* **Stated problem A**
From the passage on Windows 9x drivers and performance measurement, reproduce the part that begins with "You can write" and ends with "of MMX instructions.".
* **Stated problem B**
Name every numbered listing that the passage on Windows 9x drivers and performance measurement refers to.
* **Stated problem C**
Pick up the passage on Windows 9x drivers and performance measurement after its final sentence and write a few more sentences that carry it on.

* **Page**

○ ○ ○ ○

You can write a VxD for Windows 9x that executes in ring 0 and blocks system processes for time-critical operations by calling Adjust_Execution_Time or Adjust_Exec_ Priority; see Listing Twelve. But Windows 9x can crash if you use MMX instructions in VxD (see How to Use Floating-Point or MMX Instructions in Ring 0 or a VxD under Windows 95, http://developer.intel .com/drg/mmx/appnotes/). Until I inserted the two statements in Listing Thirteen in front of an MMX code block in my device driver, it often crashed. These calls preserve and restore the FP state, which is ultimately violated by the execution of MMX instructions.
Performance Measurement
A quick and dirty way of measuring the performance of critical code is to measure clock ticks before and after the code section. To improve the accuracy of measurement, the code should run in a loop. Also, the application priority should be boosted to its maximum value (Listing Fourteen) for more accurate results. It helps to terminate all running tasks and services and wait a few minutes to let the OS settle (flush disk buffers, complete page file I/O, and so on).
The ideal running time is 1-2 seconds. Longer running times increase chances of preemption and introduce OS interference jitter. Because Windows 9x is less sensitive to priority changes, the performance measurements done under this OS are less accurate and can vary by 10-20 percent between runs.

○ ○ ○ ○

Records:

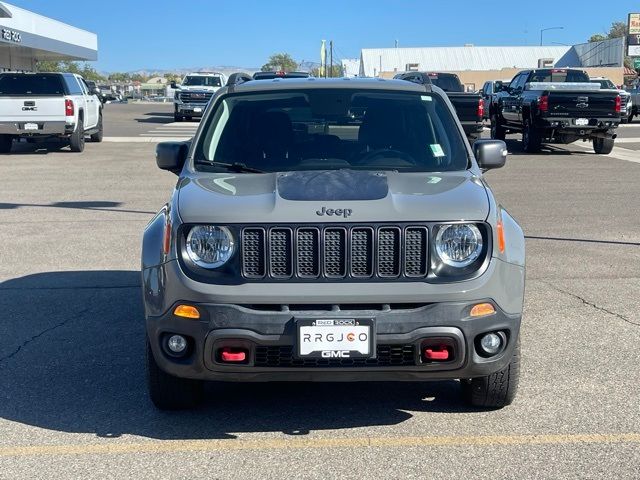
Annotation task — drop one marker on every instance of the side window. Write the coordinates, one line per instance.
(73, 85)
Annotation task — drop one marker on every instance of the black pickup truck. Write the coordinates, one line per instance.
(555, 106)
(469, 106)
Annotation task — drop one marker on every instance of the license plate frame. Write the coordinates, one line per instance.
(340, 325)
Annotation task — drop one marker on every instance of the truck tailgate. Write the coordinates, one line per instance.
(587, 104)
(37, 108)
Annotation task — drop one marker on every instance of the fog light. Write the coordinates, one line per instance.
(177, 344)
(491, 343)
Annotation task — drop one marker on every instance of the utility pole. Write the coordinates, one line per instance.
(331, 56)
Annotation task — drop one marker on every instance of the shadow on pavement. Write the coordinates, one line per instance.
(73, 361)
(38, 147)
(100, 205)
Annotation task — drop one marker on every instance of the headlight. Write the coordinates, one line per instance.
(209, 246)
(458, 245)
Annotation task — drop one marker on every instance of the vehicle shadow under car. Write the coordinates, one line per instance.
(73, 361)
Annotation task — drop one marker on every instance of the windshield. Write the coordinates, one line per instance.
(29, 84)
(330, 130)
(447, 82)
(202, 81)
(605, 84)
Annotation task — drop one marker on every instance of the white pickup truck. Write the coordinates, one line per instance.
(40, 105)
(193, 95)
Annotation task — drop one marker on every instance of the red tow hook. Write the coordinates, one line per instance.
(232, 355)
(439, 354)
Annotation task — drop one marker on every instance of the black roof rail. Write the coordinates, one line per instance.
(238, 78)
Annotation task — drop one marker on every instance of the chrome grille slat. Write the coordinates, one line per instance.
(334, 252)
(280, 253)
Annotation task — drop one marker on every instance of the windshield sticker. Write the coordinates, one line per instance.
(436, 149)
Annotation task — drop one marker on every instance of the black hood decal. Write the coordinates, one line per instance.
(332, 185)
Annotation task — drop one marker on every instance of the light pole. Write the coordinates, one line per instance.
(549, 28)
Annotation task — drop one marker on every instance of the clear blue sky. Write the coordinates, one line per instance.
(137, 34)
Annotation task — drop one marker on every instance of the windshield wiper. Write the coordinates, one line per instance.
(233, 167)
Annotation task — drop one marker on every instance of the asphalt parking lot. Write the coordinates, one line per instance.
(73, 401)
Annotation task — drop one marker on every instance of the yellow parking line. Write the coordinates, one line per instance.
(166, 446)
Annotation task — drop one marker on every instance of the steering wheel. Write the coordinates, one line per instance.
(385, 152)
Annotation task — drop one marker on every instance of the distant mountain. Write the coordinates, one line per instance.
(226, 69)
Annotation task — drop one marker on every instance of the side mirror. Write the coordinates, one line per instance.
(172, 155)
(490, 153)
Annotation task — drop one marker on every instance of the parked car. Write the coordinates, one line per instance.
(556, 106)
(490, 88)
(469, 106)
(194, 93)
(626, 104)
(634, 95)
(332, 230)
(46, 105)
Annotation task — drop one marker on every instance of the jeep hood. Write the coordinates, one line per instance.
(299, 197)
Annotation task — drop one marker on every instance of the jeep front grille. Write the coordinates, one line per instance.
(334, 252)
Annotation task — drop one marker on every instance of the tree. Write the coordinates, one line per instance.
(336, 71)
(172, 77)
(280, 61)
(119, 77)
(617, 30)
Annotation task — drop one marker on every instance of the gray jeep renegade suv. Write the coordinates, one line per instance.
(332, 230)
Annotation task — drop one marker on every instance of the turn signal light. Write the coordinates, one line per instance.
(186, 311)
(68, 108)
(232, 355)
(482, 309)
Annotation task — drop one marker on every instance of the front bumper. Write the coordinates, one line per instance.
(191, 109)
(45, 128)
(263, 329)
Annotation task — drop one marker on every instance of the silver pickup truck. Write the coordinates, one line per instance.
(46, 105)
(332, 230)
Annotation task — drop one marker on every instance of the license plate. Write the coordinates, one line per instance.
(336, 338)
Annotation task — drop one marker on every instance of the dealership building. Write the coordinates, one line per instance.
(26, 38)
(477, 64)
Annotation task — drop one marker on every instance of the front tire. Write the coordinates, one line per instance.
(168, 392)
(97, 137)
(76, 141)
(496, 390)
(498, 132)
(603, 146)
(6, 142)
(531, 138)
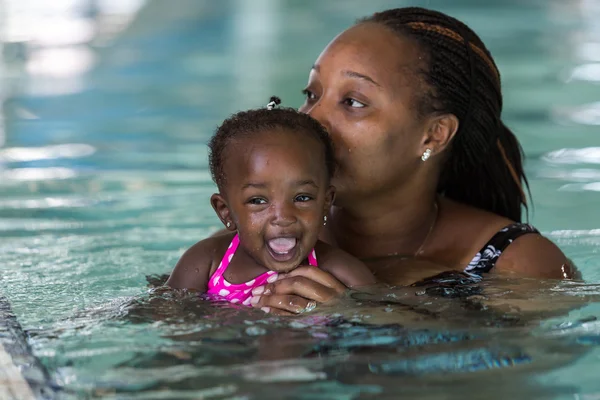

○ ○ ○ ○

* **Exercise response A**
You can write a VxD for Windows 9x that executes in ring 0 and blocks system processes for time-critical operations by calling Adjust_Execution_Time or Adjust_Exec_ Priority; see Listing Twelve. But Windows 9x can crash if you use MMX instructions in VxD (see How to Use Floating-Point or MMX Instructions in Ring 0 or a VxD under Windows 95, http://developer.intel .com/drg/mmx/appnotes/). Until I inserted the two statements in Listing Thirteen in front of an MMX code block in my device driver, it often crashed. These calls preserve and restore the FP state, which is ultimately violated by the execution of MMX instructions.

* **Exercise response B**
Listing Twelve, Listing Thirteen, Listing Fourteen

* **Exercise response C**
Code Samples
Many of the code optimization techniques discussed here were developed in connection with the development of a real-time, PC-based ultrasound imaging system. Inside the imaging system, the data is constantly acquired by a specially designed PCI interface card, which notifies the CPU about the readiness of data by invocation of a hardware interrupt. An interrupt handler located in a device driver reads the data as fast as possible and initiates another data-acquisition cycle. The interrupt handler notifies a user-level GUI application by sending a message. The application must process and display acquired data as fast as possible to achieve maximum frame rate.
I initially wrote image processing functions in C and operated on 32-bit data. Because they were sluggish and could barely yield 2-3 frames per second on AMD's K6-2/350, I changed the data format to 8-bit and wrote all critical code using MMX instructions. This made a big difference -- frame rates soared to over 30 frames per second. In this section, I'll discuss some useful 8-bit signed image-processing functions and detail their implementation. The complete code that implements these techniques is available electronically; see "Resource Center," page 5.
90-Degree Image Rotation (Matrix Transposition)
Matrix transposition may seem trivial, but efficient MMX implementation of it is not obvious. A detailed discussion of 16-bit square matrix in-place transposition and 16-bit rectangular matrix transposition can be found in Using MMX Instructions to Transpose a Matrix (http://developer.intel .com/drg/mmx/appnotes/).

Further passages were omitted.